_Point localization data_
+++++
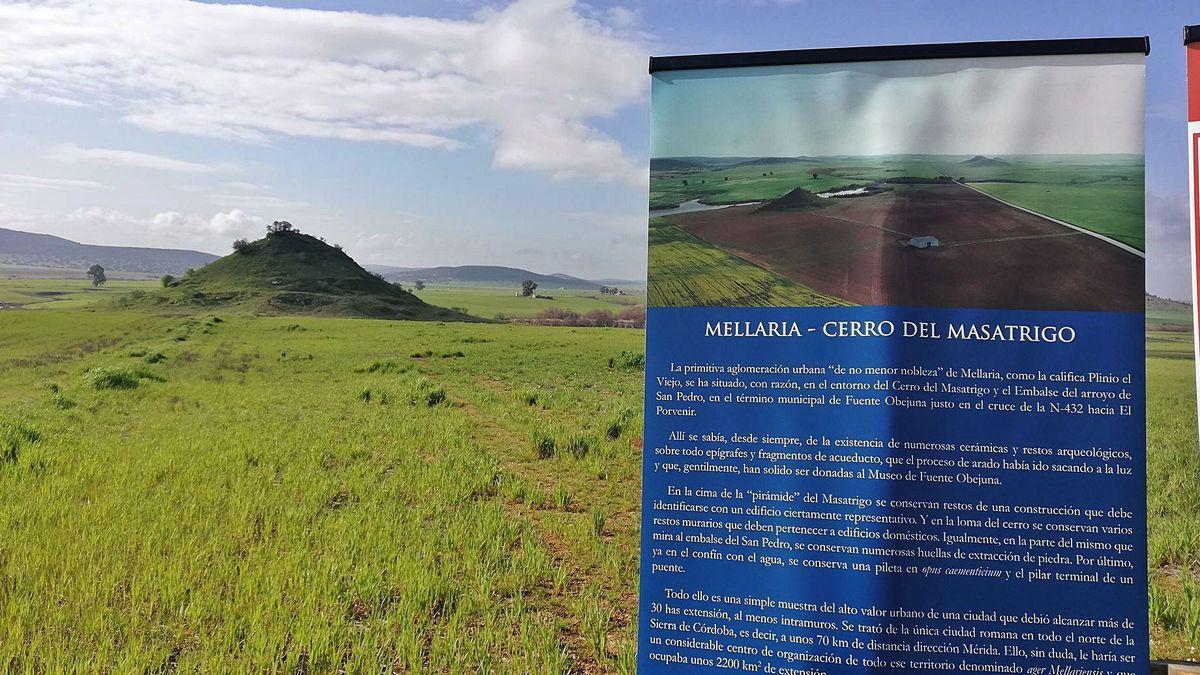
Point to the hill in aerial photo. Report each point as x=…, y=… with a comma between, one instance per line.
x=953, y=231
x=288, y=272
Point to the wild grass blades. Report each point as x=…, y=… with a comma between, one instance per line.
x=273, y=520
x=119, y=377
x=580, y=444
x=385, y=366
x=544, y=443
x=594, y=621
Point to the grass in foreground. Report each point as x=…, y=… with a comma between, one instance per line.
x=217, y=493
x=240, y=505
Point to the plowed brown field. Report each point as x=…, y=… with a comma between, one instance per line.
x=990, y=256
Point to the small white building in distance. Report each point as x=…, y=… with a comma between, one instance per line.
x=923, y=243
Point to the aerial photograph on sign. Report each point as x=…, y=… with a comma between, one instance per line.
x=960, y=215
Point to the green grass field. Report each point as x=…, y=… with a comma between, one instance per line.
x=279, y=494
x=1103, y=193
x=690, y=272
x=60, y=293
x=489, y=302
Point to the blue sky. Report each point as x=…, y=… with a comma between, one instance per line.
x=467, y=132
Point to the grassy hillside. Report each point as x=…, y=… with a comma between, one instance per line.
x=487, y=275
x=491, y=302
x=294, y=273
x=310, y=494
x=316, y=495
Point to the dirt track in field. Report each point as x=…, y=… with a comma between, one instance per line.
x=990, y=256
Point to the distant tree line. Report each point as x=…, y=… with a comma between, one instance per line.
x=629, y=317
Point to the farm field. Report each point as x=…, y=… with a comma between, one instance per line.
x=1102, y=193
x=822, y=222
x=237, y=494
x=989, y=255
x=42, y=293
x=691, y=272
x=223, y=491
x=484, y=302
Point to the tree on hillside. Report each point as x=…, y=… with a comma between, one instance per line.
x=97, y=275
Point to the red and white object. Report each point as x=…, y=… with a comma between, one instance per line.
x=1192, y=47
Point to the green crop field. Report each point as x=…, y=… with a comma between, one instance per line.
x=256, y=494
x=1103, y=193
x=227, y=493
x=489, y=302
x=58, y=293
x=690, y=272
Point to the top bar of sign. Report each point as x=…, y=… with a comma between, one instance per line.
x=906, y=52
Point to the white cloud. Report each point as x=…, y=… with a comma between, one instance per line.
x=195, y=227
x=100, y=225
x=532, y=75
x=258, y=202
x=40, y=183
x=72, y=154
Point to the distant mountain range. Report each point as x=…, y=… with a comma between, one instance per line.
x=491, y=275
x=48, y=251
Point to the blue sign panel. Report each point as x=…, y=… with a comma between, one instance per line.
x=895, y=370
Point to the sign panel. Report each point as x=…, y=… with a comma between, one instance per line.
x=1192, y=48
x=894, y=404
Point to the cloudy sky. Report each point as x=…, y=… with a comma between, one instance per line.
x=1084, y=103
x=439, y=132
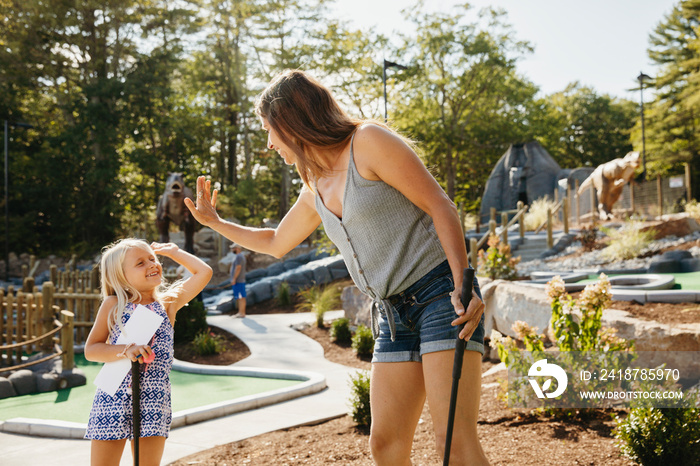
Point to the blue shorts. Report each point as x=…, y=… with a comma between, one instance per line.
x=238, y=290
x=423, y=314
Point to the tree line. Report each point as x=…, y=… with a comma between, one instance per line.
x=121, y=92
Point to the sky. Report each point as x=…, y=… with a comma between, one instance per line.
x=599, y=43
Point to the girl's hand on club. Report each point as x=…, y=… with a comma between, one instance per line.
x=471, y=317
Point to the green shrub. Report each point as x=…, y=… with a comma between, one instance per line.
x=588, y=237
x=498, y=261
x=628, y=241
x=360, y=407
x=206, y=343
x=655, y=436
x=319, y=301
x=577, y=327
x=284, y=298
x=693, y=209
x=340, y=331
x=191, y=320
x=363, y=341
x=537, y=213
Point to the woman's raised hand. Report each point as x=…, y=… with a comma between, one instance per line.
x=204, y=211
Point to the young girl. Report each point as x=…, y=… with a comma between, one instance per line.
x=132, y=275
x=403, y=244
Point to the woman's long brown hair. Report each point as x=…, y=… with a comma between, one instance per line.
x=307, y=117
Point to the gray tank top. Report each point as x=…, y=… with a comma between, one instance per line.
x=386, y=241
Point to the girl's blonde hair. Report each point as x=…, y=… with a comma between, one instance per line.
x=113, y=280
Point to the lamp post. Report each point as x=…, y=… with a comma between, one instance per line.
x=7, y=197
x=641, y=79
x=388, y=64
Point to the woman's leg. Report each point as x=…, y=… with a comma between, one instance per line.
x=437, y=368
x=106, y=452
x=397, y=396
x=150, y=450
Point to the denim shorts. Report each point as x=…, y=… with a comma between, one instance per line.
x=423, y=314
x=238, y=290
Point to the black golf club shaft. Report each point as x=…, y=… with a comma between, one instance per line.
x=467, y=286
x=136, y=403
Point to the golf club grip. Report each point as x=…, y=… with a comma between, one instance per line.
x=467, y=287
x=136, y=406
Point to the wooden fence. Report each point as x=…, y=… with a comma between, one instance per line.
x=29, y=323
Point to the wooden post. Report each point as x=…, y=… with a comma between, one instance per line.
x=3, y=313
x=31, y=321
x=659, y=195
x=473, y=253
x=28, y=285
x=68, y=356
x=53, y=273
x=10, y=324
x=632, y=196
x=576, y=203
x=521, y=219
x=46, y=314
x=20, y=325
+++++
_TASK TO COMPLETE_
Output every line of the records above unchanged, and keep the pictures out.

_RESULT OF THIS EXERCISE_
Point to the hill in aerial photo. Report each point as x=…, y=… with a comma between, one instance per line.
x=953, y=231
x=288, y=272
Point to the wild grass blades. Report each point as x=…, y=… with a comma between, one instance per line.
x=273, y=520
x=119, y=377
x=580, y=444
x=385, y=366
x=544, y=443
x=594, y=621
Point to the grass in foreground. Report each point as x=…, y=… with a comma between, one instance per line.
x=217, y=493
x=240, y=505
Point to the plowed brown field. Report each point as x=…, y=… with a comma between, one instance per line.
x=990, y=256
Point to the small white building in distance. Report each point as x=…, y=… with a comma between, one instance per line.
x=923, y=243
Point to the aerial photograph on sign. Report each point as x=…, y=… with a comma between, one instance per line.
x=960, y=215
Point to the green grass field. Report each point as x=…, y=… with a comma between, one instance per line.
x=279, y=494
x=1103, y=193
x=690, y=272
x=60, y=293
x=489, y=302
Point to the blue sky. Report each point as x=…, y=… with a comma between, one instance per line.
x=467, y=132
Point to the grassy hillside. Report each point as x=…, y=… with a comma between, one instance per line.
x=487, y=275
x=491, y=302
x=294, y=273
x=310, y=494
x=316, y=495
Point to the dirt track in field. Report each point as x=…, y=… with a comma between, one instance per line.
x=990, y=256
Point to the distant tree line. Report each point as x=…, y=… with a comma between, one instance per line.
x=629, y=317
Point to the farm field. Report each point as x=…, y=… with a comma between, one instance per line.
x=1102, y=193
x=822, y=222
x=237, y=494
x=989, y=255
x=42, y=293
x=691, y=272
x=223, y=491
x=484, y=302
Point to the tree on hillside. Report each point as x=…, y=… with a comma between, one instance per line.
x=97, y=275
Point to the red and white object. Report each point as x=…, y=… with a comma between, one instance per line.
x=1192, y=47
Point to the green crop field. Report each point as x=…, y=… with a comma between, one instance per line.
x=256, y=494
x=1103, y=193
x=227, y=493
x=489, y=302
x=58, y=293
x=690, y=272
Point to the top bar of sign. Report each point as x=…, y=… with a comma between, one instance per line.
x=906, y=52
Point to the white cloud. Report each point as x=…, y=… with a comma between, one instance per line.
x=195, y=227
x=100, y=225
x=532, y=75
x=258, y=202
x=40, y=183
x=72, y=154
Point to the distant mountain range. Report each point as x=…, y=… with a comma between, one instance per line.
x=491, y=275
x=48, y=251
Point to the blue sign panel. Report each point as x=…, y=… with a comma between, one instance per line.
x=895, y=370
Point to the sign panel. Report each point as x=…, y=… with a comma between, one instance per line.
x=1192, y=48
x=894, y=404
Point to the cloudy sky. Report each point as x=…, y=… with a comma between, one instance per line.
x=1084, y=103
x=439, y=132
Point to the blue shorts. Report each point as x=…, y=… with a comma between, one instance per line.
x=238, y=290
x=423, y=314
Point to the tree line. Report each point as x=…, y=… with a comma between, one instance per line.
x=121, y=92
Point to the sky. Report each point as x=…, y=… with a comma between, one instance per line.
x=599, y=43
Point to the girl's hand on club. Report each point as x=…, y=… with a comma between, one instance per line.
x=471, y=317
Point to the green shrub. Report each point as x=…, y=… with a comma between, one instance per line.
x=588, y=237
x=498, y=261
x=628, y=241
x=360, y=407
x=206, y=343
x=655, y=436
x=319, y=301
x=577, y=327
x=284, y=298
x=693, y=209
x=340, y=331
x=191, y=320
x=363, y=341
x=537, y=213
Point to the woman's raised hand. Report each point as x=…, y=… with a comma between, one instance per line.
x=204, y=211
Point to the young girl. Report each point as x=…, y=… with a comma between, one instance per line.
x=132, y=275
x=403, y=244
Point to the woman's long brown hair. Report each point as x=…, y=… with a comma between, one instance per line.
x=307, y=117
Point to the gray tank top. Report each point as x=…, y=… with a comma between, one instance per line.
x=386, y=241
Point to the girl's blonde hair. Report each point as x=…, y=… with a comma between, one instance per line.
x=113, y=280
Point to the lamp post. Report each point as x=…, y=… with a comma between, one instance per line.
x=7, y=197
x=641, y=79
x=388, y=64
Point to the woman's leg. Report each point as x=…, y=… with a comma between, one instance per line.
x=437, y=368
x=106, y=452
x=397, y=396
x=150, y=450
Point to the denim shorts. Report each point as x=…, y=… with a comma between, one instance per line.
x=423, y=314
x=238, y=290
Point to the black golf club shaft. Report each point as x=…, y=… with a comma between, one instance per line.
x=467, y=286
x=136, y=403
Point to the golf club grip. Report each point as x=…, y=… with a comma between, one instance per line.
x=467, y=287
x=136, y=406
Point to the wooden fence. Report each point as x=…, y=… with a comma between, one instance per line.
x=29, y=323
Point to the wooden post. Report each point as x=…, y=… with a comma between, one instance per line.
x=3, y=313
x=31, y=321
x=659, y=195
x=473, y=253
x=28, y=285
x=68, y=356
x=53, y=273
x=10, y=324
x=632, y=196
x=576, y=203
x=521, y=219
x=46, y=314
x=20, y=325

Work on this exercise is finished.